Texto apresentado:
O Príncipe, por exemplo, não é um livro para ser lido como a exposição de uma moral ou de um direito puros, mas um livro em que Maquiavel, na medida em que procurou dar alguma firmeza e duração à relação dos Estados da Itália, apresenta um conjunto de regras e medidas políticas a serem tomadas conforme a situação, seguido sempre também de um conjunto de exemplos – que podem valer como regras, “modelos” – de como homens do passado agiram em determinadas situações. E se o que se busca é a consolidação de relações estáveis na Itália, o dever de todo príncipe não será um dever moral, mas o dever político de auto-conservação (Selbsterhaltung), e a sua suprema e única virtude será, em função desse dever, a consequência (Konsequenz), isto é, a coerência e sensatez em suas ações. Assim, não é a ação mais correta do ponto de vista moral que tem validade aqui, mas a ação mais eficaz de acordo com esse fim superior que Maquiavel se coloca.

Informações fornecidas:

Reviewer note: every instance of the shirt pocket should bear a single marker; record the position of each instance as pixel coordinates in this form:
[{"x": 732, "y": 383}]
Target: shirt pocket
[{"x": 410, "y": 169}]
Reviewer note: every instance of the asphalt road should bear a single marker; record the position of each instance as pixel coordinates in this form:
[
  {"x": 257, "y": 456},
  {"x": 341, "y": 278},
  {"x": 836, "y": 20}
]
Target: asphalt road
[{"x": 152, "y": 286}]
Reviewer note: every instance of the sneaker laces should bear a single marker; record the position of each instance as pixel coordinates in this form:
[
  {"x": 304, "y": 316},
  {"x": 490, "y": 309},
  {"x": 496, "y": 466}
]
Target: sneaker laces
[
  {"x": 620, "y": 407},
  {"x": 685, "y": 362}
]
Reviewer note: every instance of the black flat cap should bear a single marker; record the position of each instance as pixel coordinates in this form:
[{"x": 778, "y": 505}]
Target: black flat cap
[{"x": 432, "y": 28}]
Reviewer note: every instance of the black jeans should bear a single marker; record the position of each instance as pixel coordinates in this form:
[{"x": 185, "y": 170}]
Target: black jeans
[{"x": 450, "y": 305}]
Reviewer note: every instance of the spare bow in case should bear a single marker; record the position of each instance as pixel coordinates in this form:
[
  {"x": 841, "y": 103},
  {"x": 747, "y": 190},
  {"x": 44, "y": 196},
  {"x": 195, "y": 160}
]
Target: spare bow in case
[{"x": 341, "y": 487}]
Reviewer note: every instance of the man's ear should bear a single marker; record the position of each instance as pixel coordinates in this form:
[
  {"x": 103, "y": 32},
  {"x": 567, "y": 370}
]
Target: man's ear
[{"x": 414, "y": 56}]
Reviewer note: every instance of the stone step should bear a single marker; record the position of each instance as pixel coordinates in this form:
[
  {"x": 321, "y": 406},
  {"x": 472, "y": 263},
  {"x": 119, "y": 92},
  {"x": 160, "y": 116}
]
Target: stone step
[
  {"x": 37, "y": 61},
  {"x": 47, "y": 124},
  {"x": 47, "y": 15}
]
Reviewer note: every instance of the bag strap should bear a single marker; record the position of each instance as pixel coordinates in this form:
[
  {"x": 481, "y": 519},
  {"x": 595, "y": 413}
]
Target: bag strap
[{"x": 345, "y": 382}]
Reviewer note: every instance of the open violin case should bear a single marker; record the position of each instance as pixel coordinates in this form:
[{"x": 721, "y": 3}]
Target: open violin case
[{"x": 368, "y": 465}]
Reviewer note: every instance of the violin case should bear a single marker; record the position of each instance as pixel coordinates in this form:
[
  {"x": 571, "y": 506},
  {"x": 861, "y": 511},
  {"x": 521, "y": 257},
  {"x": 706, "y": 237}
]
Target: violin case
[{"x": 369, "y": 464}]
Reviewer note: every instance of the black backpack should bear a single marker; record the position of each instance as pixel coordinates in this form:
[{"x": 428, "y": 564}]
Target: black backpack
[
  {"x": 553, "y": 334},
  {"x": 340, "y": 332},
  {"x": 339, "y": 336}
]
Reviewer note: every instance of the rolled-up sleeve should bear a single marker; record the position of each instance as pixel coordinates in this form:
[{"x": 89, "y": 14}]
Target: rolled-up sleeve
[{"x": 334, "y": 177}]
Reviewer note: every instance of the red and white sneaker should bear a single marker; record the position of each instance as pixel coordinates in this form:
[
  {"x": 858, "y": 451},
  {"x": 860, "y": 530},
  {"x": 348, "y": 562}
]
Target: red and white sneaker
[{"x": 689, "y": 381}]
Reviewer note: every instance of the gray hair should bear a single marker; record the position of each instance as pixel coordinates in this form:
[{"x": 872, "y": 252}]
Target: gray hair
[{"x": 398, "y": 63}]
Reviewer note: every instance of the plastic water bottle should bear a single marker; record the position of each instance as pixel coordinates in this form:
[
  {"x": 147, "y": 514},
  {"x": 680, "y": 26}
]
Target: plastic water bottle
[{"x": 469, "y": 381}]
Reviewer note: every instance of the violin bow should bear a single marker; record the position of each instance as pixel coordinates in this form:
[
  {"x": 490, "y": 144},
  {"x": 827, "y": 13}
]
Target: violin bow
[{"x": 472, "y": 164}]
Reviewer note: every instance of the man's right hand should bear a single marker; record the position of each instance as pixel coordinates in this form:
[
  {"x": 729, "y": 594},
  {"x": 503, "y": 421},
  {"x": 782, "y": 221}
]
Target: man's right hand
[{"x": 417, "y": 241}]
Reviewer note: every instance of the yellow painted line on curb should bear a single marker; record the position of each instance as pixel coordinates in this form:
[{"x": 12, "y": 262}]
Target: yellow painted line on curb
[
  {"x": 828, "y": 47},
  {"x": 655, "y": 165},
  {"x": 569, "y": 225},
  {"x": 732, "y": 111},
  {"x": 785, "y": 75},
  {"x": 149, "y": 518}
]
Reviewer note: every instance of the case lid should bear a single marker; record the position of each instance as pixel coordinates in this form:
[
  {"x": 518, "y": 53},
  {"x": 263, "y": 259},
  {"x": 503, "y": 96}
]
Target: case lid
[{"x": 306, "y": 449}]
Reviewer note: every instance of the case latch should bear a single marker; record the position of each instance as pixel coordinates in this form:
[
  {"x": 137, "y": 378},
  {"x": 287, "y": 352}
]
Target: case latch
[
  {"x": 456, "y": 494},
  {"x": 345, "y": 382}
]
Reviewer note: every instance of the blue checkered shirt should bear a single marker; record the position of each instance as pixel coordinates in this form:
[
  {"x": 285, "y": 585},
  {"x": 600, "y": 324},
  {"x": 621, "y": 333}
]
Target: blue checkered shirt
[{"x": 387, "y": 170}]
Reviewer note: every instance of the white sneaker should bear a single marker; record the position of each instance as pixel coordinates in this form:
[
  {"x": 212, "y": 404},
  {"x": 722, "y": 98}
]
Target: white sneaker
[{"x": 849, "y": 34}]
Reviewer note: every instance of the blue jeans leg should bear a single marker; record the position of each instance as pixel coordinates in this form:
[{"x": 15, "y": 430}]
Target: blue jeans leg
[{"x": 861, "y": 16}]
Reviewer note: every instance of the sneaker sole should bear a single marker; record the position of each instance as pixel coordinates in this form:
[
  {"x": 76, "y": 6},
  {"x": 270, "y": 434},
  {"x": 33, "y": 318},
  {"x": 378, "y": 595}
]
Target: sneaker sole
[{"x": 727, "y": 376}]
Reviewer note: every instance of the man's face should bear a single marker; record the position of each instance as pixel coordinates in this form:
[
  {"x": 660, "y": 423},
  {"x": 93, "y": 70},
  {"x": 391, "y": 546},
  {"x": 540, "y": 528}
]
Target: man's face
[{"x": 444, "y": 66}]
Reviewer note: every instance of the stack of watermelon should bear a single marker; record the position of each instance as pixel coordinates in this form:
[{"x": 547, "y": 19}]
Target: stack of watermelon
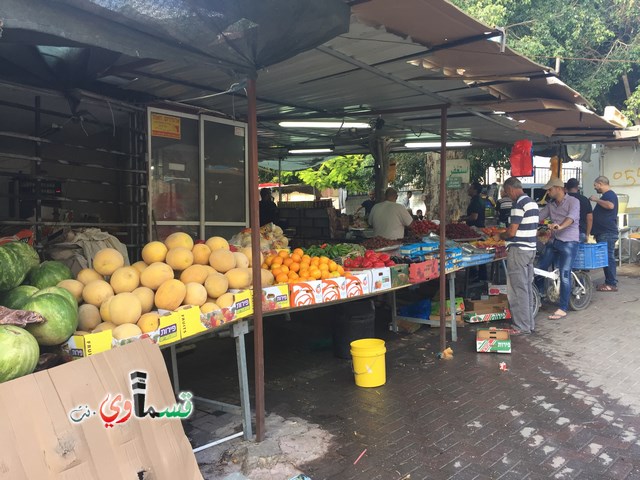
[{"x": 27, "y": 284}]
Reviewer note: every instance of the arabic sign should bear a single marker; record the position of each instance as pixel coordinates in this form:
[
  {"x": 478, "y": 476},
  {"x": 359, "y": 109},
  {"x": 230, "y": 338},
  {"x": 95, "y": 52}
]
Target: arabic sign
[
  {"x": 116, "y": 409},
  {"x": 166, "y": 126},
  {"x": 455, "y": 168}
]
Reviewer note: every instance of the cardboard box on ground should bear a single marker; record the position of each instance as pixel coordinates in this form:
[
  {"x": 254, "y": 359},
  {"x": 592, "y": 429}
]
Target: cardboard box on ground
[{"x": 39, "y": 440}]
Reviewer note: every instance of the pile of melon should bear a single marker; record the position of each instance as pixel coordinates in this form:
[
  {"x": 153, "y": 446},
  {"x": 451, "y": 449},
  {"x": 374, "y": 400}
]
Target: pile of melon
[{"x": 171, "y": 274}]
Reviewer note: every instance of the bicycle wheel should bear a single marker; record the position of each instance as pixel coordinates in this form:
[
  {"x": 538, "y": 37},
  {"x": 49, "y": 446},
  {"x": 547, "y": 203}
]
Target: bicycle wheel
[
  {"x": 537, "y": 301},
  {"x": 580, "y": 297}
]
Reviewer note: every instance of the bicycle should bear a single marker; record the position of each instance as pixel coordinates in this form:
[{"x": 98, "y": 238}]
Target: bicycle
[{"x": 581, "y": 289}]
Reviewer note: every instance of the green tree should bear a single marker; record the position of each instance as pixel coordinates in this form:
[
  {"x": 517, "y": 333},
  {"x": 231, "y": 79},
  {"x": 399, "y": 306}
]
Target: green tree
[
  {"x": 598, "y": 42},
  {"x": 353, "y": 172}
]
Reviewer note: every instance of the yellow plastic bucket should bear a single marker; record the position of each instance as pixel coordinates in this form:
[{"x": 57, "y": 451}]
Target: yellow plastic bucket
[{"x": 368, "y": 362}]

Detalhes do exercício: Com base no texto sobre O Príncipe, explique por que o dever de todo príncipe não é um dever moral. Responda em uma a três frases.

Problema resolvido: Porque o que se busca é a consolidação de relações estáveis na Itália, e em função desse fim o dever do príncipe passa a ser o dever político de auto-conservação (Selbsterhaltung). Por isso, o que tem validade não é a ação mais correta do ponto de vista moral, mas a mais eficaz de acordo com esse fim superior.